*Complete the following*.
1) Please translate this sentence from the post on lawyers' public image into Spanish: "A recently released Gallup survey indicates that only 25% of Americans view lawyers favorably."
2) Gather every line of the records that contains the string "building".

*Excerpt to read*.
The legal profession has a PR problem: one sad reason why

low approval ratings for lawyersLawyers have a PR problem.

A recently released Gallup survey indicates that only 25% of Americans view lawyers favorably. The public likes lawyers even less than they do banking, the airline industries, and the federal government, none of which is particularly popular these days.

I hear this reflected in conversations with prospective and current mediation clients, who view lawyers with suspicion. Among the comments I’ve heard lately are these:

  • Lawyers will just screw everything up.
  • They’ll deplete all our assets and leave nothing for our family.
  • Lawyers only make things worse.
  • Lawyers? In my experience, they’re happy to take your money, not your phone calls.

Here’s what one caller said on learning about collaborative law:

  • Lawyers collaborate? Sorry for being blunt, but, yeah, when pigs fly.

Their reason for distrusting lawyers so much?

They see them as creating problems, not solving them.


Postscript, 8/28/2009:

I fear that some readers may believe that I wrote this post in gleeful delight, a mediator taking grim pleasure in diminishing public confidence in lawyers.  But this post wasn’t motivated by schadenfreude. Instead, it was intended as wake-up call for my brothers and sisters at the bar.

Point annotation dataset records:
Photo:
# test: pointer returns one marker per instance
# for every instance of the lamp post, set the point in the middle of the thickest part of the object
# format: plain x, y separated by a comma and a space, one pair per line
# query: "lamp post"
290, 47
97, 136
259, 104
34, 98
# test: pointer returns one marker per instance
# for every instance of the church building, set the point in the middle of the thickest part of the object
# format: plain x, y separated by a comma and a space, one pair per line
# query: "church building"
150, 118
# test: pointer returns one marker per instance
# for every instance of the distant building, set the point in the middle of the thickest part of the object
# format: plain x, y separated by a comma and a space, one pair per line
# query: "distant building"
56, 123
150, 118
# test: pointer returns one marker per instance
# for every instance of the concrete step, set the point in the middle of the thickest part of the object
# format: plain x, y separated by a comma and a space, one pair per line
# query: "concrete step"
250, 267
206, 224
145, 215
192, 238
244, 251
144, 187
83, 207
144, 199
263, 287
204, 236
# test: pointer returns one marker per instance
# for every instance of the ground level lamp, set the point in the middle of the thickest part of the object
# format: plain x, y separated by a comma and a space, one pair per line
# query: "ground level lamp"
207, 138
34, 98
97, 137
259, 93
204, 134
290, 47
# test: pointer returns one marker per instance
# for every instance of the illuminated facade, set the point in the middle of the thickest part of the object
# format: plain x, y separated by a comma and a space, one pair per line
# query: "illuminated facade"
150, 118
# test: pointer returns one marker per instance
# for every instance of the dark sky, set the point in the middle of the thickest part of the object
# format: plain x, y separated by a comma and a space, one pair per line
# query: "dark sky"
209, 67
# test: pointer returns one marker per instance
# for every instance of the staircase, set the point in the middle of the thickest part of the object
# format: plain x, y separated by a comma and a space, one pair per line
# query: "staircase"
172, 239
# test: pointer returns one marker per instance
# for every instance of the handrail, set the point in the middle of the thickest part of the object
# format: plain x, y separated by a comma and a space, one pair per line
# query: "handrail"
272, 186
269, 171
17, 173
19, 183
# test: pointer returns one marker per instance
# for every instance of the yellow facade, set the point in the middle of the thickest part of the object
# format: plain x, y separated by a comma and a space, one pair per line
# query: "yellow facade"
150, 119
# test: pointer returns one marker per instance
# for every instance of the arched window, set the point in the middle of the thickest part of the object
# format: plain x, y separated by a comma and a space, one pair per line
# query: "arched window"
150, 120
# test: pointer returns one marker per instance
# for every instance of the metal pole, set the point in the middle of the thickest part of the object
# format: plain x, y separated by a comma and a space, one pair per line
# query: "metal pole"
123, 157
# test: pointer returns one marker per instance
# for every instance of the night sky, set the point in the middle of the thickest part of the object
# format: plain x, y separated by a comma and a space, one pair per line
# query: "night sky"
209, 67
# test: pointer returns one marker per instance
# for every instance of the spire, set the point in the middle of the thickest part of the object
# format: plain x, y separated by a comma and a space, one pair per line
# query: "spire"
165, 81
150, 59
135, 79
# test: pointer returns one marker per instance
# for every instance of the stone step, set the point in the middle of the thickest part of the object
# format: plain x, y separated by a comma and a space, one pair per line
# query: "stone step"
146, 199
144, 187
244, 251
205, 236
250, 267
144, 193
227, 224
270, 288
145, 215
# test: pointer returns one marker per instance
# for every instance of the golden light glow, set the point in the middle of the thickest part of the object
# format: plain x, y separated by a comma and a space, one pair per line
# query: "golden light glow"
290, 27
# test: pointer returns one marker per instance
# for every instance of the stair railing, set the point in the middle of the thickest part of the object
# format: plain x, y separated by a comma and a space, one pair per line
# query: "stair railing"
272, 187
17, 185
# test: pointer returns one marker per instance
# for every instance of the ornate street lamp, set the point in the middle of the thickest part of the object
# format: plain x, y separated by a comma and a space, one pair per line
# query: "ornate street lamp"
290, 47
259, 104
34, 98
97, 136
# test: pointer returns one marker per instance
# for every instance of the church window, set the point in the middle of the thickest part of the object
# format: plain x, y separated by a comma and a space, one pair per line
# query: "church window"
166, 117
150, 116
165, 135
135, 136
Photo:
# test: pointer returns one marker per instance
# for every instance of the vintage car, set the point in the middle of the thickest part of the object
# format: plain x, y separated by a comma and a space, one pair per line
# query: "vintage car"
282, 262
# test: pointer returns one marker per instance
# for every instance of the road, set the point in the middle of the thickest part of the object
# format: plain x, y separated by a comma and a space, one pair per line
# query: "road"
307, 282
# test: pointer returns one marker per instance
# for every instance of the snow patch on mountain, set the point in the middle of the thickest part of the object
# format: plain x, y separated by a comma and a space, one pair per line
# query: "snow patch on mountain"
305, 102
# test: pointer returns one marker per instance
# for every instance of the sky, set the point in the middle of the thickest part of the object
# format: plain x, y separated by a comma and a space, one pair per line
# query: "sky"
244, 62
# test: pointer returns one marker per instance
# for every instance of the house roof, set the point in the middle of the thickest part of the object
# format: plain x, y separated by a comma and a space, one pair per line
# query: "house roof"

*Worked solutions*.
1) Una encuesta de Gallup publicada recientemente indica que solo el 25 % de los estadounidenses ve a los abogados de manera favorable.

2)
# for every instance of the church building, set the point in the middle of the thickest part of the object
# query: "church building"
# for every instance of the distant building, set the point in the middle of the thickest part of the object
# query: "distant building"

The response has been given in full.